- [YOUR INSTRUCTIONS]
All records are to be restated exactly, each line as it reads.

- [STORED DATA]
____________________

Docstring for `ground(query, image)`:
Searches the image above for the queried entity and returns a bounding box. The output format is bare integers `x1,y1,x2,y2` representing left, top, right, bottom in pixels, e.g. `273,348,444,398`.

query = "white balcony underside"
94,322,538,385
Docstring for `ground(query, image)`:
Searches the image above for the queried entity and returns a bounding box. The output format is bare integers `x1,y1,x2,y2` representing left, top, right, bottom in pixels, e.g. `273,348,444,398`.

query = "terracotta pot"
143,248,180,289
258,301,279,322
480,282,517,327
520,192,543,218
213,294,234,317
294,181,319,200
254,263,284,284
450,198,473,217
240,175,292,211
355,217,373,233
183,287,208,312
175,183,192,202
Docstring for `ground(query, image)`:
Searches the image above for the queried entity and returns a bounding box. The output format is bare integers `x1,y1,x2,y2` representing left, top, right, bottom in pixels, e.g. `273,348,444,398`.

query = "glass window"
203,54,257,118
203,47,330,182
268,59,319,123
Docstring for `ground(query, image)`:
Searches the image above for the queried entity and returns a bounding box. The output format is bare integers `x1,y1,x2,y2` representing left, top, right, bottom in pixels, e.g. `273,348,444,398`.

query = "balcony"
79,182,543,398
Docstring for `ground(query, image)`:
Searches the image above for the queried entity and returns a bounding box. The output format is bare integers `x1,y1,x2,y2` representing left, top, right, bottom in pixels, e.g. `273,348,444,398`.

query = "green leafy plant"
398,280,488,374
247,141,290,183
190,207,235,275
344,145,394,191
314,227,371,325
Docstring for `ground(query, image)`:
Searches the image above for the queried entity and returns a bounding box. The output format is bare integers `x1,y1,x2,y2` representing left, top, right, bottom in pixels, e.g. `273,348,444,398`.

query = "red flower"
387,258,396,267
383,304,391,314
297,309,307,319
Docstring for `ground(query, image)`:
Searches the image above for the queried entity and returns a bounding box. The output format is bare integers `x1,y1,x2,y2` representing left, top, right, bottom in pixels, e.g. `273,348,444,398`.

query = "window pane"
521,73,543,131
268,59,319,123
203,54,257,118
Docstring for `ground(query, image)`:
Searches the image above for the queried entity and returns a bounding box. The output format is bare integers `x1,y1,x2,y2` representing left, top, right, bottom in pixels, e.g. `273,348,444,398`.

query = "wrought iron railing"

____________________

- [OUTPUT OF THE EXERCISE]
Docstring for `ground(query, image)`:
Searches the image above for the queried entity and returns a bounding box. The output format is bare integers `x1,y1,x2,y2` representing left, top, right, bottom in pixels, e.g. `273,348,444,398`.

query = "white balcony underside"
94,322,538,385
Docstring for `ground(query, image)`:
Searches the image above for the queried entity and returns a bounding box. The output format is bare integers `x1,y1,x2,y2` representing left, top, right, bottom in pixels, e.g. `273,348,444,398`.

query = "terracotta pot"
143,248,180,289
258,301,279,322
480,282,517,327
520,192,543,218
213,294,234,317
294,181,319,200
254,263,284,284
450,198,473,217
240,175,292,211
355,217,373,233
183,287,208,312
175,183,192,202
Docstring for `ground(query, image)`:
Searches the image above for the queried entity and returns a bounding box. The output format is bare integers `x1,y1,x2,y2` representing left, top, right, bottom in pixels, e.g. `273,348,444,398`.

query = "glass window"
203,54,257,118
203,47,330,182
268,59,319,123
Docstring for `ground(query, image)`:
Searches the image above for the queried entity and returns a bounding box. The output format is bare integers `x1,y1,x2,y2` representing left, top, right, bottom in pixels, e.g. `273,348,444,398`.

query = "balcony"
79,182,543,398
Docstring for `ground(query, image)`:
Searches the image above for the queried entity and returns a bounding box. The output format is bare integers `x1,y1,x2,y2` representing left, top, right, bottom in pixels, e.g. `273,348,444,398`.

query = "green leafy plant"
398,280,488,374
247,141,290,183
190,207,235,275
344,145,394,191
314,227,371,325
Docstring for `ground(query, image)`:
Searches the image above for the queried entity and returns a bounding box. The output format is bare integers `x1,y1,x2,y2` representing left, top, right, bottom in pixels, e.g. `273,348,444,398`.

query = "red flower"
387,258,396,267
383,304,391,314
297,309,307,319
Docstring for `ground(query, image)`:
Searches the image above for the queried entity and returns a bounding box. The output format is bare integers `x1,y1,x2,y2` representing left, top, right, bottom in pixels, e.g. `273,348,444,398`.

query = "window pane"
521,73,543,131
268,59,319,123
203,54,257,118
Docstring for `ground(query, image)`:
Searches the image above for the queried entity and returns a bounding box. The output format is bare integers `x1,y1,x2,y2` representing left, top, right, bottom in pixels, e.g. `273,348,444,398`.

query = "wrought iron railing"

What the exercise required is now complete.